▶ [文本片段]:
+-------+
缓存路径配置说明

概述

本项目已实现统一的缓存路径管理，所有缓存数据默认存储在 ~/cache/ 目录下，通过 lib/config.py 模块进行配置。

目录结构

~/cache/                        # 缓存根目录（默认：~/cache，可配置）
├── text_embedding/            # 向量相似度计算缓存
├── semantic_similarity/       # 语义相似度计算缓存
└── data/                      # 数据缓存（爬虫、分析等）
    ├── search/                # 搜索结果缓存
    ├── detail/                # 详情数据缓存
    └── tools_list/            # 工具列表缓存

data/                          # 非缓存数据（项目数据、配置等）
├── 阿里多多酱/                # 账号相关数据
├── data_1117/                # 特定日期数据
└── ...                       # 其他非缓存文件

使用方法

1. 使用默认配置（推荐）

默认情况下，所有缓存文件存储在用户主目录的 ~/cache/ 目录下，无需任何配置：

from lib.text_embedding import compare_phrases

# 计算缓存：~/cache/text_embedding/
result = compare_phrases("深度学习", "神经网络")

# 数据缓存：~/cache/data/search/
python script/search/ai_search.py --query "深度学习"

2. 通过代码设置缓存根目录

在程序开始时，可以通过代码设置全局的缓存根目录，所有缓存（包括计算缓存和数据缓存）都会使用新路径：

from lib.config import set_cache_root
from lib.text_embedding import compare_phrases

# 设置缓存根目录
set_cache_root("/custom/cache")

# 计算缓存：/custom/cache/text_embedding/
result = compare_phrases("深度学习", "神经网络")

# 数据缓存：/custom/cache/data/search/
# 运行爬虫脚本时也会使用新路径

3. 通过环境变量设置缓存根目录

可以在运行程序前设置环境变量，所有缓存都会使用新路径：

# Linux/Mac
export CACHE_ROOT=/custom/cache
python your_script.py
# 计算缓存 -> /custom/cache/text_embedding/
# 数据缓存 -> /custom/cache/data/search/

# Windows
set CACHE_ROOT=C:\custom\cache
python your_script.py

4. 为单次调用指定缓存目录

如果只想为特定调用指定缓存目录：

计算缓存：

from lib.text_embedding import compare_phrases

# 为这次调用指定特殊的缓存目录
result = compare_phrases(
    "深度学习",
    "神经网络",
    cache_dir="/tmp/my_custom_cache"
)
+-------+
▶ [数据]:

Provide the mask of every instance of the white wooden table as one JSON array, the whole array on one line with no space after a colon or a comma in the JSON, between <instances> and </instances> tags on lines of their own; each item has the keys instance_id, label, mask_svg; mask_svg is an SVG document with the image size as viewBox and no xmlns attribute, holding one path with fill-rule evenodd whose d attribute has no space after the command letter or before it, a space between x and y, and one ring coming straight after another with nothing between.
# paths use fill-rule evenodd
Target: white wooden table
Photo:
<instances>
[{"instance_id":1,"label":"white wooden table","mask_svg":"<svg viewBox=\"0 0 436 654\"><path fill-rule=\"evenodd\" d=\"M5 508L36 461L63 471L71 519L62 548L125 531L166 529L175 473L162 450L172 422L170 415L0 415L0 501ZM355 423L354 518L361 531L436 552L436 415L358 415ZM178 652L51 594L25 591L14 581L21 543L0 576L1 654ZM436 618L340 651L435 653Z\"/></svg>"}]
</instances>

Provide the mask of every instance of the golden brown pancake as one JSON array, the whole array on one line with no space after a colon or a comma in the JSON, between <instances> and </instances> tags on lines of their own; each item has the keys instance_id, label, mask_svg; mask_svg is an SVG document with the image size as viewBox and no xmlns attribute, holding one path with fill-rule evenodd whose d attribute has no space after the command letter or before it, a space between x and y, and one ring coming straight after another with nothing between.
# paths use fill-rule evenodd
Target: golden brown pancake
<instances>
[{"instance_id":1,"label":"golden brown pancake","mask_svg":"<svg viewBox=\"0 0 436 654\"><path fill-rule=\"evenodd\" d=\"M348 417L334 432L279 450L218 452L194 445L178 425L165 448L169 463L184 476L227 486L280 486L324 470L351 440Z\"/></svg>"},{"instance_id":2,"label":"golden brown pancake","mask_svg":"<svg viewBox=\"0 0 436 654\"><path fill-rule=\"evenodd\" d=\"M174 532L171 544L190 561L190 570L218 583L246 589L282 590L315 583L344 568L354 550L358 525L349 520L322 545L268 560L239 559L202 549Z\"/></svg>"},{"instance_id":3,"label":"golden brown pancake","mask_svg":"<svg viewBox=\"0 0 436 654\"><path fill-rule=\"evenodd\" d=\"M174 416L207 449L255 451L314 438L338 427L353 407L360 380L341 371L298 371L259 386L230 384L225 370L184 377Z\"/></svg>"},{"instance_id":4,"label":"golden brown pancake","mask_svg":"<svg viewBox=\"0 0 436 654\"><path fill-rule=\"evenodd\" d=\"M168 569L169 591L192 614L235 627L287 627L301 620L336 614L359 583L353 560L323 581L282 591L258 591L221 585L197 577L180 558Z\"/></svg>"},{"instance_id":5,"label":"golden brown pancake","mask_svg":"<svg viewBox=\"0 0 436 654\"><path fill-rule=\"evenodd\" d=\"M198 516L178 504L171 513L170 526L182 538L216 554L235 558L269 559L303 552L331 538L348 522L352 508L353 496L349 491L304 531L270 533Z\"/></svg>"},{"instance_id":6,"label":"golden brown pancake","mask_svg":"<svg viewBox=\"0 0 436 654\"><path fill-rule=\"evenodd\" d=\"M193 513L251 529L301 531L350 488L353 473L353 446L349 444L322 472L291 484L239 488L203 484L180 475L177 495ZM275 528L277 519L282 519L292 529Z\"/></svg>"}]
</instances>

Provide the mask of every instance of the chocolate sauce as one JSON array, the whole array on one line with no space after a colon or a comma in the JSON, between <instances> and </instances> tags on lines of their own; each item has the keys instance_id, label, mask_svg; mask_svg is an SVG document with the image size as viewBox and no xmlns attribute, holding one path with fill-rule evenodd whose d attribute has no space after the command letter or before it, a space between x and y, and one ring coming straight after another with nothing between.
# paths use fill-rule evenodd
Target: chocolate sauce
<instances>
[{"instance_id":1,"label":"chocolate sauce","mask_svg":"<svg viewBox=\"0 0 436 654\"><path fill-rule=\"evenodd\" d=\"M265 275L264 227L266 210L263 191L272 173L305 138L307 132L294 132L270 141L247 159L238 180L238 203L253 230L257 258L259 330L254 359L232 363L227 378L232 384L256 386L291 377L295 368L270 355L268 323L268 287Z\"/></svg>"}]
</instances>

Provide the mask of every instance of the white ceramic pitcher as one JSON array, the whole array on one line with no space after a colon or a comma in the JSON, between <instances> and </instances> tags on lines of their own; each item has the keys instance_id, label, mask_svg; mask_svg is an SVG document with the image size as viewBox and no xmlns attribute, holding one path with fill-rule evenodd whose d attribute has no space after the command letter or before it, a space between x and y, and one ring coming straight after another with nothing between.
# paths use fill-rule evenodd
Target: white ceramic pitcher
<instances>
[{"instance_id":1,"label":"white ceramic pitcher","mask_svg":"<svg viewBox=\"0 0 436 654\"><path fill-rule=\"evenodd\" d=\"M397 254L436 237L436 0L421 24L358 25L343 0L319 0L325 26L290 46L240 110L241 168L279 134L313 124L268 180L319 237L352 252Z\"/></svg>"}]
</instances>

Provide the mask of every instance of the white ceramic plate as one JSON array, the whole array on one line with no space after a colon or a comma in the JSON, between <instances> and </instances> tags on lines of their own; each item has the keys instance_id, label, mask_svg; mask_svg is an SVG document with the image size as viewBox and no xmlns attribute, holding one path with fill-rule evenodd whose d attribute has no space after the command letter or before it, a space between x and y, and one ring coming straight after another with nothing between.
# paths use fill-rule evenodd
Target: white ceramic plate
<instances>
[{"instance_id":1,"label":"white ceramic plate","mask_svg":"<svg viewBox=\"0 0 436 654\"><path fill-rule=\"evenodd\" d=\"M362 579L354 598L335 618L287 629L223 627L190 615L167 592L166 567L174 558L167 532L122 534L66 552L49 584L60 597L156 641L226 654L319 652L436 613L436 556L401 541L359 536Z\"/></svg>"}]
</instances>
+-------+
▶ [任务目标]: 对照缓存路径配置说明，判断以下三条陈述是否与其相符，每条答“是”或“否”，并原样引用起决定作用的原文：(a) 默认情况下，缓存数据存放在 ~/cache/ 目录下；(b) 通过代码设置缓存根目录后，只有计算缓存改用新路径；(c) 在 Windows 上用 export 命令设置 CACHE_ROOT。 这些记录来自另一个来源。

▶ [任务结果]:
(a) 是。“所有缓存数据默认存储在 ~/cache/ 目录下”
(b) 否。“所有缓存（包括计算缓存和数据缓存）都会使用新路径”
(c) 否。“set CACHE_ROOT=C:\custom\cache”